__Source text__.

## Begin

Types of an types.model narrowed from a union with a literal don't have actions?

[davidatsurge]

Consider:

const Bed = types.model({}).actions((self) => ({
  addBlankets() {
    1 + 1;
  },
}));

const Room = types
  .model({
    bed: types.union(types.literal("loading"), Bed),
  })
  .actions((self) => ({
    addBlanketsOnBed() {
      if (self.bed != "loading") {
        self.bed.addBlankets(); // typescript complains that `addBlankets` is not a function here.
      }
    },
  }));

I'm currently resorting to: doing (self.bed as Instance<typeof Bed>).addBlankets();, but I'd love to know if I'm missing something, or this is a known limitation as of now.

[antondomratchev]

Sounds like you are mixing state of the application i.e. loading and model types. Simpler and better to understand solution would be to have the loading state be managed by the model instead of relying on complex type juggling. A view could even work if you are not happy with adding a isLoading property on the model.

[davidatsurge]

My motivation for doing a union like this is I want to follow the mantra of "make illegal states unrepresentable" through the type system. That is, if the state is loading, I don't want the type system to allow setting other attributes on Bed. I don't see how I can avoid that without having a union somewhere. That is, if I just do:

const Bed = mode.types({
  isLoading: types.boolean,
  someOtherAttribute: ...
  })

(which, I think is what you're suggesting), then I don't represent in the type system that someOtherAttribute should not be able to be modified while isLoading is true.

Does that make sense?

[antondomratchev]

I am not sure that the implementation you are looking for is implied in the illegal state. You are forcing the illegal state by making the type ambiguous. The model will enforce that the type will not be ambiguous by making it highly structured. With a union you are confusing the type system by saying it can either be a string or an instance of a model, this can also confuse a developer that is not familiar with your thinking. Here is an example of how you can present a finite state using MST https://mobx-state-tree.js.org/intro/philosophy.

## End

__Problem set__.
**A.** In the thread on union types, what does the original poster currently do to call addBlankets without a TypeScript error?
**B.** Please pick up the thread on union types after its final reply and continue it.

Dataset excerpts on object pointing
## Begin

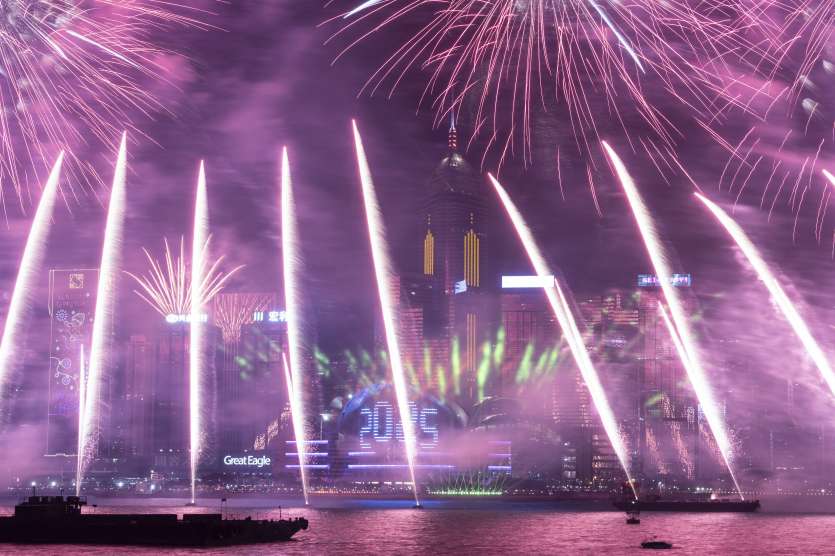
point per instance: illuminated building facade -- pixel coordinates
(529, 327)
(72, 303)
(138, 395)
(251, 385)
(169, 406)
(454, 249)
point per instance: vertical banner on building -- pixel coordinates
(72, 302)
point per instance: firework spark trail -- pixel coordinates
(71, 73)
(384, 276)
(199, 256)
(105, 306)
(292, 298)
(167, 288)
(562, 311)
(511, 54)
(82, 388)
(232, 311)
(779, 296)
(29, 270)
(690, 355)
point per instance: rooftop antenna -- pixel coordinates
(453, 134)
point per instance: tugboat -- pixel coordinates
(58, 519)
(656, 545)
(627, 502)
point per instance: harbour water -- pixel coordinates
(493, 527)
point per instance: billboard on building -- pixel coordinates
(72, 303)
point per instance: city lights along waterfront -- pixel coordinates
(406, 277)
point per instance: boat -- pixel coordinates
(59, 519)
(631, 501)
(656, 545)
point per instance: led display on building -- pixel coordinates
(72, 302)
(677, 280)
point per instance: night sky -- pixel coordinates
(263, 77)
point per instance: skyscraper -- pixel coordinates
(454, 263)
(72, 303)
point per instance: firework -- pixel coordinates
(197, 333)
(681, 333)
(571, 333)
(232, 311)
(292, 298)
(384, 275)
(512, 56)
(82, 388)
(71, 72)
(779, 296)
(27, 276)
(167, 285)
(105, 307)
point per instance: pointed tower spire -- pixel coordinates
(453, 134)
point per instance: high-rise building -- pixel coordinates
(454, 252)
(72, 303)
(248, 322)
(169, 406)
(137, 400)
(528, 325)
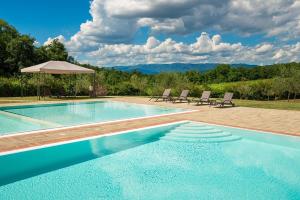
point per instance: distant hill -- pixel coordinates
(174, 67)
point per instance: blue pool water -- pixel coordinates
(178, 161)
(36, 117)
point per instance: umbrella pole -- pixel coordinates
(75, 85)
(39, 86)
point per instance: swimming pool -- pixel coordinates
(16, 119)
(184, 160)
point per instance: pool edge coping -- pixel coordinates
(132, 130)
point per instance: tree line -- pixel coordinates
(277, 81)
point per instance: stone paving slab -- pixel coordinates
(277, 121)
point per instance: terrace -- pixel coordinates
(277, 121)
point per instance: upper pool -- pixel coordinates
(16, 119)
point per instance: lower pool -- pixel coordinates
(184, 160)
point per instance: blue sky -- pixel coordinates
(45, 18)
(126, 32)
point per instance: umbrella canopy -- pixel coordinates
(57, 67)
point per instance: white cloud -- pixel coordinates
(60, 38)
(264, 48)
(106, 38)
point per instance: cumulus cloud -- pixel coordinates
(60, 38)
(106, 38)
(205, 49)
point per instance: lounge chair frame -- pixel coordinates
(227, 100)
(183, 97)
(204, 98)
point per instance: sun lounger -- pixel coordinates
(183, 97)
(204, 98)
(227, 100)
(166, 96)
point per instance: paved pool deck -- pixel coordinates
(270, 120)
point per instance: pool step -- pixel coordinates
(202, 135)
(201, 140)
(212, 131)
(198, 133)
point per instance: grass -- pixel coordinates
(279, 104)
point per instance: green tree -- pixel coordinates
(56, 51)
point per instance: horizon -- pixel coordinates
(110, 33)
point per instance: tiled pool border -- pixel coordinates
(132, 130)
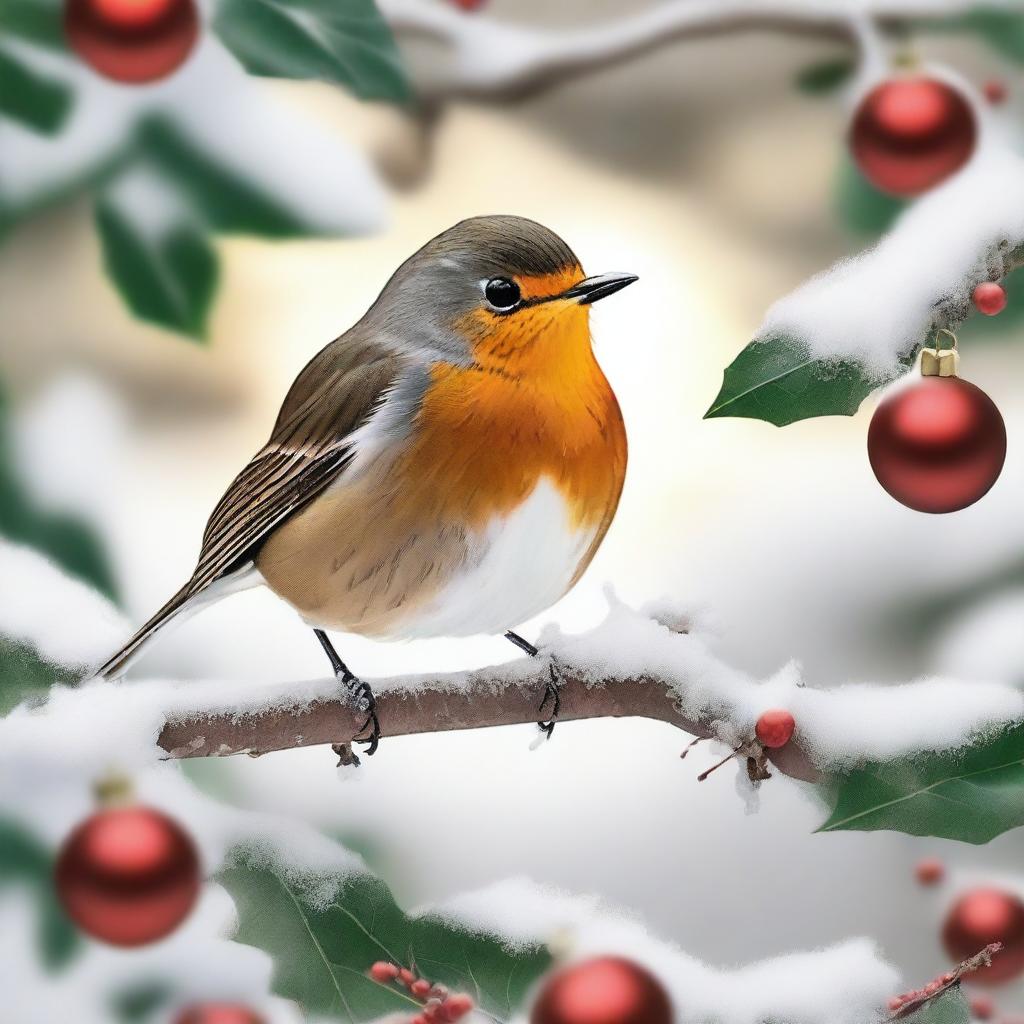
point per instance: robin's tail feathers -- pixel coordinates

## End

__Answers per task__.
**A.** They cast the bed, writing (self.bed as Instance<typeof Bed>).addBlankets();.

**B.**
[davidatsurge]

I wasn't sure what you meant by much of that. I figured out a way that "makes illegal states unrepresentable" in a way that MST+typescript don't break, and posted that answer here.

I'm not sure if that's what you were trying to communicate to me the whole time. In any case, thank you very much for your precious time!!

[davidatsurge]

So, it turns out the following works (ie, doesn't trip up typescript), and it fulfills my desire to "make illegal states unrepresentable", and it follows the more standard pattern of "tagged unions" anyways:

const Bed = types.model({}).actions((self) => ({
  addBlankets() {
    // adding blankets
  },
}));

const Room = types
  .model({
    bed: types.union(
      types.model({status: types.literal("loading")}),
      types.model({status: types.literal("loaded"), item: Bed})
    )
  })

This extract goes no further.